[Data entries]
------------------------------------------------------------

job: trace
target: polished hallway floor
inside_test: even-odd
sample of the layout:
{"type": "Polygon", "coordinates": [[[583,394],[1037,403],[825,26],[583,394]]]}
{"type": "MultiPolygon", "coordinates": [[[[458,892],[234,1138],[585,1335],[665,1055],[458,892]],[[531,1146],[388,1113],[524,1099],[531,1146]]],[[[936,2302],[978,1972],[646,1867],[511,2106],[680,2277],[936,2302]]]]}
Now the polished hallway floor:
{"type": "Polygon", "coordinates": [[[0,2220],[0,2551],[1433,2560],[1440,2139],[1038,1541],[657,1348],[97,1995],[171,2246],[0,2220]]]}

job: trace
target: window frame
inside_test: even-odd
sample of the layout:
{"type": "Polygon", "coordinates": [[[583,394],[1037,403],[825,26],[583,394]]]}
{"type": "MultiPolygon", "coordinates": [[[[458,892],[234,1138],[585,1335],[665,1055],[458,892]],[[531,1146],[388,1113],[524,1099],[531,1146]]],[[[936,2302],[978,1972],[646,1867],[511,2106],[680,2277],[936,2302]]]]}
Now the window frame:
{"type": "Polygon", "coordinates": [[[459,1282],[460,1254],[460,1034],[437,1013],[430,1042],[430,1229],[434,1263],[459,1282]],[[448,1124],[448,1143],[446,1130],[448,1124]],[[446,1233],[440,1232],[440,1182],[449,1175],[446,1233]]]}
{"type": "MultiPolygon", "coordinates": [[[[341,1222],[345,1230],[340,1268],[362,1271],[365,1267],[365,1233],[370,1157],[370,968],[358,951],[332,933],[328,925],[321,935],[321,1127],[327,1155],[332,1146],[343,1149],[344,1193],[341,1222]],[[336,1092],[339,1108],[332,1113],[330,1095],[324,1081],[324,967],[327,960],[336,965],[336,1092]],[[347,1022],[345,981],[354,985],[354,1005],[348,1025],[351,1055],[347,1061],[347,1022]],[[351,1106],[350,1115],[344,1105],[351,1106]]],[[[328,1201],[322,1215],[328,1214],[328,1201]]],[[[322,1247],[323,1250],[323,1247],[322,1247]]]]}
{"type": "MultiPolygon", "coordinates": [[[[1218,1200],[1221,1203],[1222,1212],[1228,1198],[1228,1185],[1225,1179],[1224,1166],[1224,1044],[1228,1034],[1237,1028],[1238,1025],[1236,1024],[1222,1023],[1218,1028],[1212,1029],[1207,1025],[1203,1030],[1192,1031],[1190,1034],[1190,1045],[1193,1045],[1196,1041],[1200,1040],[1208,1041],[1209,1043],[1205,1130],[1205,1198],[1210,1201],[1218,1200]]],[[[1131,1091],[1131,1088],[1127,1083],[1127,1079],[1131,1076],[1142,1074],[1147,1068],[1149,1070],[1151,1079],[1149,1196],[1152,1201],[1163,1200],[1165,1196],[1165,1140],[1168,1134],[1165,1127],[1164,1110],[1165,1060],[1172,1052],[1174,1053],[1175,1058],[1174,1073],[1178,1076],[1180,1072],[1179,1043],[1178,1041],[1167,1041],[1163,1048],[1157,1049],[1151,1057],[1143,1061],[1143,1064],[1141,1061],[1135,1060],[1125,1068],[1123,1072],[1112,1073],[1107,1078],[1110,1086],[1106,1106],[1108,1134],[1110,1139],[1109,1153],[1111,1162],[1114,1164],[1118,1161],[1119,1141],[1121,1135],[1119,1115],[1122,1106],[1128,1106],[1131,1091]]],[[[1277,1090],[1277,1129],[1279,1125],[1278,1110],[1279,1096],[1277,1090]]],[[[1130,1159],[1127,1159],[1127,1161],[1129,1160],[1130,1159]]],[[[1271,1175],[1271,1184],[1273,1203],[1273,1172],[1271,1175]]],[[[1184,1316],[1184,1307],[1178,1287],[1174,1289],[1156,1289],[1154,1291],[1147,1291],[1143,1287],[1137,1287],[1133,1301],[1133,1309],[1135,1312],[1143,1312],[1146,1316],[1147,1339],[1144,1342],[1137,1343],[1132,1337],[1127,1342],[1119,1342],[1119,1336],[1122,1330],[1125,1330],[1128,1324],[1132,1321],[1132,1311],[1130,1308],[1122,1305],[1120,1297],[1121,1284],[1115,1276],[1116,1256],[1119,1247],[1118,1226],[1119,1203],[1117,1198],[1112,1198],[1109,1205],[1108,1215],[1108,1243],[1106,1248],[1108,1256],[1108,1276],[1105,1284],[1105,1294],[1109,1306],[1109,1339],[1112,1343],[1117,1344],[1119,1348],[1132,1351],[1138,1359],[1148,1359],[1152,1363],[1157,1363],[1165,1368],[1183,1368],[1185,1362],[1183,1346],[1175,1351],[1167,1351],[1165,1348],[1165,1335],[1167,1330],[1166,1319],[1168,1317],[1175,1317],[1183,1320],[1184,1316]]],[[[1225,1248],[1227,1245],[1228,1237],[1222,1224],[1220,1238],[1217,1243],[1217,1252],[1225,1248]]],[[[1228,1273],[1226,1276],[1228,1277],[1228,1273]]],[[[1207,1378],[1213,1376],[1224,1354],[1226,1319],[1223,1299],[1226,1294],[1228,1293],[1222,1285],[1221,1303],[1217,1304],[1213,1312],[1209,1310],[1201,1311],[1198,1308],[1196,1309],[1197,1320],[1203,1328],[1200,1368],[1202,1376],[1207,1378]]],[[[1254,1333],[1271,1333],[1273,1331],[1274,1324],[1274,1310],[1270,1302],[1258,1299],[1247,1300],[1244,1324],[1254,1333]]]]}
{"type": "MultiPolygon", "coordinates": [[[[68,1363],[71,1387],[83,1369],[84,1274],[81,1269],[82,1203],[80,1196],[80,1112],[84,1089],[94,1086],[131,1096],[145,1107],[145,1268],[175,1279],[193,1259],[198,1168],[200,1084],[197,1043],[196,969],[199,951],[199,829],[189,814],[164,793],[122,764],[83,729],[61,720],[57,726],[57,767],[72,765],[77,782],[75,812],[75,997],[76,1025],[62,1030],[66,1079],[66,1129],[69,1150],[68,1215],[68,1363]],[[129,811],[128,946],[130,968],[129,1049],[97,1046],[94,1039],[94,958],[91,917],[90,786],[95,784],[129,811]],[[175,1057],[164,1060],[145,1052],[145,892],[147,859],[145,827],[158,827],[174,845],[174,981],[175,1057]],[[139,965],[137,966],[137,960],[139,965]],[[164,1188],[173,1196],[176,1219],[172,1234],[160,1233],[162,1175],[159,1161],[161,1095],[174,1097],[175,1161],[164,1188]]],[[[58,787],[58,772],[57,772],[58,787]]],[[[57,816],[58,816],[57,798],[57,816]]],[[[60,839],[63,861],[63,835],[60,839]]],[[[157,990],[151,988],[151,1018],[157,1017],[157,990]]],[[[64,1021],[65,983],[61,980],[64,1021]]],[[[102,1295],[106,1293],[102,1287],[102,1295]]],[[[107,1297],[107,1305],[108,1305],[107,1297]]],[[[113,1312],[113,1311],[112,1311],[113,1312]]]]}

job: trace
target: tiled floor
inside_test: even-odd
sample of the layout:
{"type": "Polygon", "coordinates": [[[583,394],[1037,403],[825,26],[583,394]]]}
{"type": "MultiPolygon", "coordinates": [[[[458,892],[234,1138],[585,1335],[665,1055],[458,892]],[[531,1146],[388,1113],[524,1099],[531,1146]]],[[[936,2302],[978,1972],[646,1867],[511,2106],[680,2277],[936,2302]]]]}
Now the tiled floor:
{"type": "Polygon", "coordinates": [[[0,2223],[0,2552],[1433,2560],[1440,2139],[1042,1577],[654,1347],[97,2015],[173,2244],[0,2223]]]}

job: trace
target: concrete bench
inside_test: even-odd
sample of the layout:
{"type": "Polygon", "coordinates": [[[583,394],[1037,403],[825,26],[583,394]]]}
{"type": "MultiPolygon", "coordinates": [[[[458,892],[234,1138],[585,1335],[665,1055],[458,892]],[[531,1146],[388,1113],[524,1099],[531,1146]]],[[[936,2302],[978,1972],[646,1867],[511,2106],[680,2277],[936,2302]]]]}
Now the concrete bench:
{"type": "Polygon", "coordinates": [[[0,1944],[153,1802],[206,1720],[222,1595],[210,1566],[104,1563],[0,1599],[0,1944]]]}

------------------------------------------------------------

[Assigned task] Look through the entries above, find each line containing "target", and copy it.

[Answer for this exercise]
target: polished hallway floor
target: window frame
target: tiled floor
target: concrete bench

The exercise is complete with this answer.